● **Problem requirements**
Would you please write out each entry that follows, exactly as written?

▬▬▬

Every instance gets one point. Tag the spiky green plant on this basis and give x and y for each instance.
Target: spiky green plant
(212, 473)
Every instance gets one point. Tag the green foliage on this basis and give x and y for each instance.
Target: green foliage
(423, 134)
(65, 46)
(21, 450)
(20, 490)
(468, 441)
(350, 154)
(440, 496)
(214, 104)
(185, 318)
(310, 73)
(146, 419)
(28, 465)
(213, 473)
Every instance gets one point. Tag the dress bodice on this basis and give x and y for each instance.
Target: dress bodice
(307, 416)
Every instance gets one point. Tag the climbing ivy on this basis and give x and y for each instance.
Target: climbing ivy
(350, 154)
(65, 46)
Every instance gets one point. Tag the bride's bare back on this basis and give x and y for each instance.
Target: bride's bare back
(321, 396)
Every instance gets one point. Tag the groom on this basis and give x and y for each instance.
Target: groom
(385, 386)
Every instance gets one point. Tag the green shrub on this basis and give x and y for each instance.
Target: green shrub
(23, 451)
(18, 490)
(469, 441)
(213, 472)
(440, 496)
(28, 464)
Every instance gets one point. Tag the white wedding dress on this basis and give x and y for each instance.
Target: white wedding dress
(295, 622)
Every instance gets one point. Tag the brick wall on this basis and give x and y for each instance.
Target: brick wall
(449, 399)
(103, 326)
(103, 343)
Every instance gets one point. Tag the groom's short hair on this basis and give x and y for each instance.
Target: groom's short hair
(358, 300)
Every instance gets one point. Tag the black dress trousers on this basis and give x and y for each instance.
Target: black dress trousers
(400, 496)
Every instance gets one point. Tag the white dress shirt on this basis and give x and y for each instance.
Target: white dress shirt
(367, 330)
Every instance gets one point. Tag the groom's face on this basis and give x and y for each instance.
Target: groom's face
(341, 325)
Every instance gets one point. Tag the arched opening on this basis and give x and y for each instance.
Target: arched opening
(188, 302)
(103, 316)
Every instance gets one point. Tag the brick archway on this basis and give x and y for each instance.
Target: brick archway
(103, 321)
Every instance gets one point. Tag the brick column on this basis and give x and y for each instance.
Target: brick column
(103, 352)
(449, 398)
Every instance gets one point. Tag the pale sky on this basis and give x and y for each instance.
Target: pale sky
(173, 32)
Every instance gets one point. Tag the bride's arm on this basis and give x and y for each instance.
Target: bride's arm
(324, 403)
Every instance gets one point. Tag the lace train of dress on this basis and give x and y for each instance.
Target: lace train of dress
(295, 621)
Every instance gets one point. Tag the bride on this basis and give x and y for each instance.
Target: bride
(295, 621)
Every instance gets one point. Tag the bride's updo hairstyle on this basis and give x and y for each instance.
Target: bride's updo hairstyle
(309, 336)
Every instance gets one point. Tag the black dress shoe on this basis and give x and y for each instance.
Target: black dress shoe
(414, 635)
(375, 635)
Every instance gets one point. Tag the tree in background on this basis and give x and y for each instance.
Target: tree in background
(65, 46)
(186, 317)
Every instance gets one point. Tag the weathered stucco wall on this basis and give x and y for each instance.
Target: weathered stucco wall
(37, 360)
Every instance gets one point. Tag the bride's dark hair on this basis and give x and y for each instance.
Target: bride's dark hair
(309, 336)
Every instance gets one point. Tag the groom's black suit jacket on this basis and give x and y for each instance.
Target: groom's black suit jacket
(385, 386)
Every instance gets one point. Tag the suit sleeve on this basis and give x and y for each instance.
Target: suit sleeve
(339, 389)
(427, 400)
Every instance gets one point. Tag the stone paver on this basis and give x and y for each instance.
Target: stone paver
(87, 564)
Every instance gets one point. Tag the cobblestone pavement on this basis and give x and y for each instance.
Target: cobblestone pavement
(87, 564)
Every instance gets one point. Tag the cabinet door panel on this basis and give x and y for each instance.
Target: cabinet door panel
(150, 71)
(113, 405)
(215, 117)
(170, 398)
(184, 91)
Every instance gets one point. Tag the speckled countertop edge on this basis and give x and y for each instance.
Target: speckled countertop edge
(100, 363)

▬▬▬

● **Answer box**
Every instance gets one point. Tag the spiky green plant on this basis and give x and y for each instance.
Target: spiky green plant
(212, 473)
Every instance gets one point. Tag the green foliage on this basis and give x and y for each instance.
Target: green foliage
(423, 134)
(65, 46)
(21, 450)
(20, 490)
(468, 441)
(350, 154)
(440, 496)
(214, 104)
(185, 318)
(310, 73)
(146, 419)
(28, 465)
(213, 473)
Every instance gets one point. Tag the dress bodice on this basis and give x and y for each instance.
Target: dress bodice
(307, 416)
Every instance gets one point. Tag the climbing ivy on this basis and give x and y for each instance.
Target: climbing ivy
(350, 154)
(65, 46)
Every instance gets one point. Tag the bride's bare back on this basis and give x and y for each instance.
Target: bride's bare back
(321, 396)
Every instance gets one point. Tag the groom on this basis and give x and y for each instance.
Target: groom
(385, 386)
Every instance gets one point. Tag the green shrub on this basis and give x and y for each instance.
Target: green shrub
(23, 451)
(18, 490)
(469, 441)
(213, 472)
(440, 496)
(28, 464)
Every instance gets one point. Tag the white wedding dress on this basis and give x and y for each instance.
Target: white wedding dress
(295, 622)
Every instance gets one point. Tag the brick wall on this basis and give x and y for each instance.
Target: brick wall
(449, 399)
(103, 326)
(103, 343)
Every instance gets one point. Tag the groom's short hair on this basis and give x and y for each instance.
Target: groom's short hair
(358, 300)
Every instance gets one point. Tag the black dress trousers on this basis and give x and y for each instance.
Target: black dress trousers
(400, 496)
Every instance gets one point. Tag the white dress shirt on this basis and give x and y for each instance.
Target: white dress shirt
(367, 330)
Every instance gets one point. Tag the groom's face on this basis and give x and y for each instance.
Target: groom's face
(341, 325)
Every instance gets one point. Tag the arched opening on this basis and give x and y for each instance.
Target: arched opening
(188, 302)
(103, 316)
Every instance gets one point. Tag the brick archway on this basis and give x and y for each instance.
Target: brick archway
(103, 321)
Every instance gets one point. Tag the brick column on this basis and give x and y for each instance.
Target: brick column
(103, 352)
(449, 398)
Every instance gets one point. Tag the pale sky on this basis and give x and y for each instance.
Target: pale sky
(173, 32)
Every instance gets one point. Tag the bride's arm on this basis and give x and y for each instance.
Target: bride's arm
(324, 403)
Every instance gets one point. Tag the lace train of dress on this basis and give x and y for each instance.
Target: lace train of dress
(295, 621)
Every instance gets one point. Tag the bride on this basis and give x and y for each instance.
Target: bride
(295, 621)
Every instance gets one point. Tag the bride's updo hairstyle on this basis and give x and y for each instance.
Target: bride's updo hairstyle
(309, 336)
Every instance gets one point. Tag the black dress shoe on this basis and give x and y for each instance.
Target: black dress shoe
(414, 635)
(375, 635)
Every instance gets one point. Tag the tree in background on this basis and give x and y for each instance.
Target: tree in background
(65, 46)
(186, 317)
Every instance gets one point. Tag the weathered stucco wall on this basis and give x and y for each instance.
Target: weathered stucco wall
(37, 360)
Every instance gets one point. Tag the bride's dark hair on this basis and give x and y for each instance.
Target: bride's dark hair
(309, 336)
Every instance gets one point. Tag the groom's black suit jacket on this basis and give x and y for each instance.
Target: groom's black suit jacket
(385, 386)
Every instance gets one point. Tag the suit sleeve on this basis and give x and y for each instance.
Target: suit sleeve
(339, 389)
(427, 400)
Every instance gets one point. Tag the stone paver on this basis and give x and y for each instance.
Target: stone paver
(87, 564)
Every instance gets one point. Tag the cobblestone pavement on this basis and give x and y for each instance.
Target: cobblestone pavement
(87, 564)
Every instance gets one point. Tag the cabinet door panel on this basis and give x and y for each instance.
Target: cabinet door panel
(150, 71)
(113, 405)
(215, 117)
(170, 398)
(184, 91)
Every instance gets one point. Tag the speckled countertop edge on this basis and give x and y for each instance.
Target: speckled countertop edge
(100, 363)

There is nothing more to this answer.